→ Work item: What you return must be the lines of the data that hold the word "ground".

→ Data in this exercise:
++++++++++
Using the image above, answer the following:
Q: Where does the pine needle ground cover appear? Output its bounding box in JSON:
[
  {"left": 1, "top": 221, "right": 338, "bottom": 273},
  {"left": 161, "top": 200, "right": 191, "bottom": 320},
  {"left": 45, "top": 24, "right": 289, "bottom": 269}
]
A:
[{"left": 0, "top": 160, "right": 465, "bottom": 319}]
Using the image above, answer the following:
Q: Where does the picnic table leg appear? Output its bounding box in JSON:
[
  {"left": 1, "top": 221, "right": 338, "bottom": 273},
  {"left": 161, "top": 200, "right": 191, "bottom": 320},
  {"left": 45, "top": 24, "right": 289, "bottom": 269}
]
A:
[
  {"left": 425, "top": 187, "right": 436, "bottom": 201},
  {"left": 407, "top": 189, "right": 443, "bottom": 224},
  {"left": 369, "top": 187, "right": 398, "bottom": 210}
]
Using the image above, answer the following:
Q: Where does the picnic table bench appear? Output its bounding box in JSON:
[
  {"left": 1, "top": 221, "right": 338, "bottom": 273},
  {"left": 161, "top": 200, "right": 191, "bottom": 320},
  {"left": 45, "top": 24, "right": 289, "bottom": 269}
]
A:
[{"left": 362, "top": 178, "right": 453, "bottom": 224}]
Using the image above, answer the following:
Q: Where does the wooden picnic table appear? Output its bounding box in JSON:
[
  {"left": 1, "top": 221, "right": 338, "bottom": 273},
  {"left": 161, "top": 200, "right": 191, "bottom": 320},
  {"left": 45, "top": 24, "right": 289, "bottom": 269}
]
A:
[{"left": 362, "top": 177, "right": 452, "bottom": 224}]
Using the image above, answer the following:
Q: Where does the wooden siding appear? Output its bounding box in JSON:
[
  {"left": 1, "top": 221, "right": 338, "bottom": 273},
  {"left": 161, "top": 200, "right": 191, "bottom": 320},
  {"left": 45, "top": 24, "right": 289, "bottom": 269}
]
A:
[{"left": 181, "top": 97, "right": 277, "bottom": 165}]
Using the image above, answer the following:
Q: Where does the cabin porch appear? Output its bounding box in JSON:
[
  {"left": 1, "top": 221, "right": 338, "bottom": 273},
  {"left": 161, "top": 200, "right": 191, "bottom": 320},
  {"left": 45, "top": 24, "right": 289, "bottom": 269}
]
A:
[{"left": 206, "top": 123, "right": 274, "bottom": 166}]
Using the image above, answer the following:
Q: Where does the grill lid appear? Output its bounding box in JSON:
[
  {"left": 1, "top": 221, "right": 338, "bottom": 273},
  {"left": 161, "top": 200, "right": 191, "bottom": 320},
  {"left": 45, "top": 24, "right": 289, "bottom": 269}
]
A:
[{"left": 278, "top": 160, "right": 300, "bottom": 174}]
++++++++++
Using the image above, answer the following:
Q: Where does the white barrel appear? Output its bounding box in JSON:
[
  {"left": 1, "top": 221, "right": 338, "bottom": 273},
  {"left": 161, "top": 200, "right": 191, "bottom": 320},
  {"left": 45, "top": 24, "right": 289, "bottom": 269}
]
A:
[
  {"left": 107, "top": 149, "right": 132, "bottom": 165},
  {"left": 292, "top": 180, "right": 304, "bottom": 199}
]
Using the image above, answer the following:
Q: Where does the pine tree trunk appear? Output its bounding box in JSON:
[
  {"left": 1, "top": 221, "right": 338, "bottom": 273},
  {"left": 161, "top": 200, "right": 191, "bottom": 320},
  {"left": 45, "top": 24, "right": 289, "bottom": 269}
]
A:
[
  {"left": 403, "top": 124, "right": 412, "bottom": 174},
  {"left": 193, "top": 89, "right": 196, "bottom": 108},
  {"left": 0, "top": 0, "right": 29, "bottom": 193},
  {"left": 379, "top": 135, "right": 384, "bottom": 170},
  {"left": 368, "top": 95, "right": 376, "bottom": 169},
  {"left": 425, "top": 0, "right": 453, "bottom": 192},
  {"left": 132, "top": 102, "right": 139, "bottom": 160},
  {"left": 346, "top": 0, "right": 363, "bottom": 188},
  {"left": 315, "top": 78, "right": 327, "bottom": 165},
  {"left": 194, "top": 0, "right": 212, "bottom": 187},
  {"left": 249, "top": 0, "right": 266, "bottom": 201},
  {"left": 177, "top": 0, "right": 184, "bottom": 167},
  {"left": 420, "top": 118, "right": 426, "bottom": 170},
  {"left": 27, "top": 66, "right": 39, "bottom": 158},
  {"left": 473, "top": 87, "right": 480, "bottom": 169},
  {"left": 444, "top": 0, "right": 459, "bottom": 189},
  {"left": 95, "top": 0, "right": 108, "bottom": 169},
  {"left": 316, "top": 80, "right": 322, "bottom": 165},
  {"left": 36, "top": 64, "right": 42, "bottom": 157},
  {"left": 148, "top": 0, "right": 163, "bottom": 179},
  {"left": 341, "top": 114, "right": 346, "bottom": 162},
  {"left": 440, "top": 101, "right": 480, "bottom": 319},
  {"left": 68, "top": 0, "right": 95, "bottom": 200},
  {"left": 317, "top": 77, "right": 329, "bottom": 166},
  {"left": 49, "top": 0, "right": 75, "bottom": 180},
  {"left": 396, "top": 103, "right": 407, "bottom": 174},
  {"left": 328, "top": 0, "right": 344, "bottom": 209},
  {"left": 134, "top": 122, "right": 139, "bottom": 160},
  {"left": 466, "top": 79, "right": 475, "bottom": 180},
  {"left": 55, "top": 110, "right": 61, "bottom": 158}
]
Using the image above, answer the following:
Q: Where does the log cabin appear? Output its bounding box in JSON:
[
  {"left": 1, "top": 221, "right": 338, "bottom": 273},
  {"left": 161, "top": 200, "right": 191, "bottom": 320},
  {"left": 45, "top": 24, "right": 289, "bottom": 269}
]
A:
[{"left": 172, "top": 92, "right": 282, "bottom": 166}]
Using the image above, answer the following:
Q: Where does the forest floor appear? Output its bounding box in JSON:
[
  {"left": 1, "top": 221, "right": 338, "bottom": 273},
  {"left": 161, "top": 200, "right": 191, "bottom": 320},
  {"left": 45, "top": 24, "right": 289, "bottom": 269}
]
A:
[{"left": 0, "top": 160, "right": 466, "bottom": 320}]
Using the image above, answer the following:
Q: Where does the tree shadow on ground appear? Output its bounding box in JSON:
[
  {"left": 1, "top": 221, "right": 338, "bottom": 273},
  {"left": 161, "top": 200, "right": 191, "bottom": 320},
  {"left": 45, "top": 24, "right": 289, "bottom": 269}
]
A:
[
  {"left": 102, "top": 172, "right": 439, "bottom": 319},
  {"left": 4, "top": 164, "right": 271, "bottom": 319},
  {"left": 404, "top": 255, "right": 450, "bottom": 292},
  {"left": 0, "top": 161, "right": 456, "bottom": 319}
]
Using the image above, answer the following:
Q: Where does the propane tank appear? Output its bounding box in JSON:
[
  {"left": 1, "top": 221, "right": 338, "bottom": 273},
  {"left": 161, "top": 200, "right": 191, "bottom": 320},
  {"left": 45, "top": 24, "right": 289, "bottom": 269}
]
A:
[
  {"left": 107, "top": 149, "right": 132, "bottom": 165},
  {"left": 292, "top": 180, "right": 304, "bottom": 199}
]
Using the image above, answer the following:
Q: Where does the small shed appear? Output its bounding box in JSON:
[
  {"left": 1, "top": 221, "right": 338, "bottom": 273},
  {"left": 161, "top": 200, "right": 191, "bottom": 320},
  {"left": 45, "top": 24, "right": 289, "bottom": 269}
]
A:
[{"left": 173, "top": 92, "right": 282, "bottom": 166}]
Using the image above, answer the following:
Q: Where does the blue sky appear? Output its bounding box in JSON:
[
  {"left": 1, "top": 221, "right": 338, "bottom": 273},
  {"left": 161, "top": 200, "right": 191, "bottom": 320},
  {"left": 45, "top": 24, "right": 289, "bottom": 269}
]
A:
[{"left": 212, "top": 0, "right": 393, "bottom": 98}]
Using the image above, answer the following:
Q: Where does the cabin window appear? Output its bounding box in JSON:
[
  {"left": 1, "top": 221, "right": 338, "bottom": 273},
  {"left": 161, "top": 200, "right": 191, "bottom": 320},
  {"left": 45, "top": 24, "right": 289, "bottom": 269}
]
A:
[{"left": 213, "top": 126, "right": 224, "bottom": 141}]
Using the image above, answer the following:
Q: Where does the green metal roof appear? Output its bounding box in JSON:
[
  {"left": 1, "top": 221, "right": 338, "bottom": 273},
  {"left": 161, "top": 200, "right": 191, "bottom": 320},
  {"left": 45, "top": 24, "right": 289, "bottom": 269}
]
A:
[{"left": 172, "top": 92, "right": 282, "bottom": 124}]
++++++++++
→ Answer section:
Q: Where does the pine needle ground cover appear? Output its bounding box in JSON:
Q: Where does the tree shadow on ground appear? Output its bounding box in JSON:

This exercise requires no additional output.